Write the next part of the article about the engineering department's award for teaching lean concepts, starting right after its last paragraph.

***** Excerpted passage

Engineering Department Wins Curriculum Excellence Award for Teaching Lean Concepts

Graduates find hands-on learning experience provides an edge in the workplace

Andres Carrano

The industrial and systems engineering department was recognized with a curriculum excellence award from the Institute of Industrial Engineers. The award recognizes the department for its coursework in lean concepts and its hands-on applications that are practiced in the Toyota Production Systems Lab in the department.

The industrial and systems engineering department at Rochester Institute of Technology received the Institute of Industrial Engineers Award for Excellence in the Teaching of Lean Concepts. This is the second curriculum recognition the department has received in the past year for its emphasis on experiential learning of some of the industry’s foremost manufacturing and engineering design principles.

The institute’s award committee recognized RIT for lean-teaching excellence, leadership, curriculum content and quality, its clear aspects of applied learning, student satisfaction and outstanding contributions to the field of lean systems modeling and design. The award will be given at the IIE Annual Conference June 5–9 in Cancun, Mexico.

The award-winning curriculum is a reflection of the growth of the industrial and systems engineering department and its focus on experiential learning around lean concepts, says Jacquie Mozrall, department chair. “The award confirms that our programs integrate relevant, experiential learning for our students. In the last four years, the Toyota Production Systems Lab has been integrated within the curriculum to support several courses at both the undergraduate and graduate level.”

Led by faculty Andres Carrano and John Kaemmerlen, along with Mozrall, the curriculum has been developed as they expanded capabilities in the Toyota Production Lab. The lab is a state-of-the-art, reconfigurable production line facility located in RIT’s Kate Gleason College of Engineering.

The curriculum, designed for multiple audiences, is steeped in lean concepts and aspects of the Toyota production method that has permeated many industries, not just the automotive industry, Mozrall explains. It provides a means for students to better understand careers in industrial and systems engineering, and the hands-on applications in the lab setting give co-op students and new graduates an edge in the workplace.

**********
***** Material supplied

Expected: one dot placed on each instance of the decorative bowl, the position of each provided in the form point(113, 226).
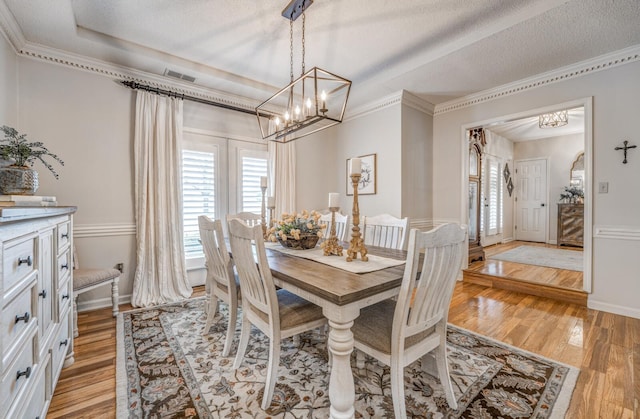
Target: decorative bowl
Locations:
point(307, 241)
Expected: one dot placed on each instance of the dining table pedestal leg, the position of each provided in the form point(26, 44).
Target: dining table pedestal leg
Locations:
point(341, 386)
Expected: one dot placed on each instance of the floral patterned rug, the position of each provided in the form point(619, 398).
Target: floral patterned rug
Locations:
point(168, 369)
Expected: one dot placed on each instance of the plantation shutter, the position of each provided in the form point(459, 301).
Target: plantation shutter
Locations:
point(199, 196)
point(252, 169)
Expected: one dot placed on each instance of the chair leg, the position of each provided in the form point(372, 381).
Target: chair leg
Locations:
point(397, 387)
point(115, 297)
point(443, 372)
point(243, 342)
point(272, 370)
point(231, 327)
point(75, 315)
point(213, 310)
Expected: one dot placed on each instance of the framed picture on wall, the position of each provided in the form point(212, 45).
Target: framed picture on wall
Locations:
point(367, 185)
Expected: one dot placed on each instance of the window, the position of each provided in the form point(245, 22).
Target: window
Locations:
point(219, 176)
point(253, 167)
point(198, 195)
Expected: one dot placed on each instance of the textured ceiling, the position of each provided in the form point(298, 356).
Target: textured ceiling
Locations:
point(437, 49)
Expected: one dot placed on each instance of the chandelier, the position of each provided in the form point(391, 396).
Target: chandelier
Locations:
point(554, 119)
point(313, 102)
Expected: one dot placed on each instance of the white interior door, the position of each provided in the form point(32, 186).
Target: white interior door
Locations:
point(531, 199)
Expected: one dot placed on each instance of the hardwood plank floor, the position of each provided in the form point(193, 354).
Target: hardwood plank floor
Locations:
point(562, 284)
point(606, 347)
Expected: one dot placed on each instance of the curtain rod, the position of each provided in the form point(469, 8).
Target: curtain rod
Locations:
point(138, 86)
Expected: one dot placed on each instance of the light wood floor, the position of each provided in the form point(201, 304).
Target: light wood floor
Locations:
point(562, 284)
point(606, 348)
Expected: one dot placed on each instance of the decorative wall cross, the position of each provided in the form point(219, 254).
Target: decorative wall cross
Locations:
point(624, 150)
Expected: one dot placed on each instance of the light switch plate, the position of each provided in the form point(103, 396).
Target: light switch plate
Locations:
point(603, 187)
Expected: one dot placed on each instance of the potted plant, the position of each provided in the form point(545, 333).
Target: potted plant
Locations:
point(18, 178)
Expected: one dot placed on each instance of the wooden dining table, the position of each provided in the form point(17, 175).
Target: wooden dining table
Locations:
point(341, 294)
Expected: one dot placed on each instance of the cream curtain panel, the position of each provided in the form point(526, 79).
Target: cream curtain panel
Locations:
point(282, 175)
point(161, 275)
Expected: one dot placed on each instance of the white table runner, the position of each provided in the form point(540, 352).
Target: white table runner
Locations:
point(357, 266)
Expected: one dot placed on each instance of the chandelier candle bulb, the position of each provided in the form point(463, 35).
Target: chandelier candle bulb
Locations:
point(334, 199)
point(356, 166)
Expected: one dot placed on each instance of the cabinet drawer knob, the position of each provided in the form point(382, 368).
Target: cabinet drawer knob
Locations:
point(26, 373)
point(26, 260)
point(24, 318)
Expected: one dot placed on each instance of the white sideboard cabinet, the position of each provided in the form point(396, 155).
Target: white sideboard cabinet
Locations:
point(36, 339)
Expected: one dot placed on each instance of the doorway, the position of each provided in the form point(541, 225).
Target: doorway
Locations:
point(533, 216)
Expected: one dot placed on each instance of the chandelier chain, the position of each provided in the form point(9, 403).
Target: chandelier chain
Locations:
point(304, 16)
point(291, 47)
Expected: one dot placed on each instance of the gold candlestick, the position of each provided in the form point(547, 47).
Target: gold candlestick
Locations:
point(331, 245)
point(271, 211)
point(357, 243)
point(263, 213)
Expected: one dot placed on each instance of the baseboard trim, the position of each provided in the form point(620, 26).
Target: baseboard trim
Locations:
point(616, 233)
point(99, 303)
point(613, 308)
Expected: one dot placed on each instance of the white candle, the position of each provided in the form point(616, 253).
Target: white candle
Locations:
point(334, 199)
point(356, 166)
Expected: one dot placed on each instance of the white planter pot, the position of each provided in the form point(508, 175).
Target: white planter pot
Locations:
point(18, 181)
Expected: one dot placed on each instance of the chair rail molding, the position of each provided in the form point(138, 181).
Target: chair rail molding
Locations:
point(103, 230)
point(583, 68)
point(616, 233)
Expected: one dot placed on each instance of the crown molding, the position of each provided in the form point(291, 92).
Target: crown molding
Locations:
point(401, 97)
point(10, 29)
point(117, 73)
point(583, 68)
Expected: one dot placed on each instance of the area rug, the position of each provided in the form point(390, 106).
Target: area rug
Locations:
point(543, 256)
point(167, 368)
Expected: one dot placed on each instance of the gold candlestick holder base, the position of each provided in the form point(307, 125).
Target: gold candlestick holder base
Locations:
point(331, 246)
point(357, 243)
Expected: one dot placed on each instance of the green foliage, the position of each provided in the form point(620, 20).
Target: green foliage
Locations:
point(15, 147)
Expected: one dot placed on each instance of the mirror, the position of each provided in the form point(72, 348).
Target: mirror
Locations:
point(577, 172)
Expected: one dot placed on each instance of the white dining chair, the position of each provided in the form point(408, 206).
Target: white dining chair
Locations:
point(342, 225)
point(221, 283)
point(385, 231)
point(398, 333)
point(278, 314)
point(249, 218)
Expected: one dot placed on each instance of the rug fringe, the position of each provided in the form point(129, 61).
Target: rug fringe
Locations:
point(122, 410)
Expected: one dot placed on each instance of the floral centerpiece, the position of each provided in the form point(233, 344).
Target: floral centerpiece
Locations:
point(297, 231)
point(572, 194)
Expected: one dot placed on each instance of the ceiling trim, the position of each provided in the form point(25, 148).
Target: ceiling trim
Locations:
point(10, 28)
point(403, 96)
point(118, 73)
point(583, 68)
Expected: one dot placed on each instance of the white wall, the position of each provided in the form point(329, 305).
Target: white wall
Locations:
point(417, 165)
point(560, 153)
point(616, 100)
point(8, 85)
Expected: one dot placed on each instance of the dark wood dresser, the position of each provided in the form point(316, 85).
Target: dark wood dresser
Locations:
point(570, 224)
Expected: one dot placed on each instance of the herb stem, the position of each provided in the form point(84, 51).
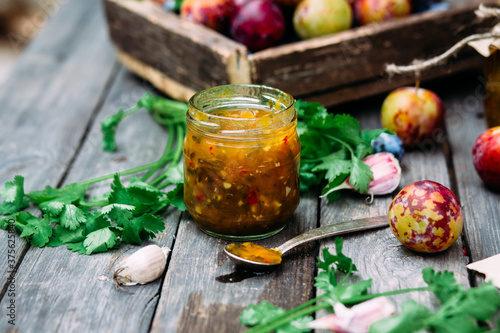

**********

Answer to the exercise
“For those that come for just a few minutes, you want to show them just an observation activity, maybe with students in the lab demonstrating and faculty explaining what they are watching,” says Kaemmerlen, who joined the industrial and systems engineering faculty in 2007 after more than 30 years of industrial experience at Kodak.

Carrano and Kaemmerlen believe that students working in the lab will have something they can use anywhere—a background in problem-solving, continuous improvement, teamwork. “This is the framework of the Toyota system, but it can be applied to banking, a hospital, anywhere they might work,” says Carrano.

The Toyota Lab prepared 2008 RIT graduate Carlos Briceno for his job in the Toyota Technical Center in Michigan. “It gave me the basis to understand the principal concepts of the Toyota way. So when I started working at Toyota, I was familiar with most of the concepts,” he says.

As the lab’s audience changes and becomes more varied in the future, the true value of a manufacturing system can still be easily demonstrated, says Kyle Mininni, a 2009 RIT graduate and manufacturing engineer with Boeing Co. “It will be comprehended differently by each person, but that is where the depth of the learning potential really comes to life.”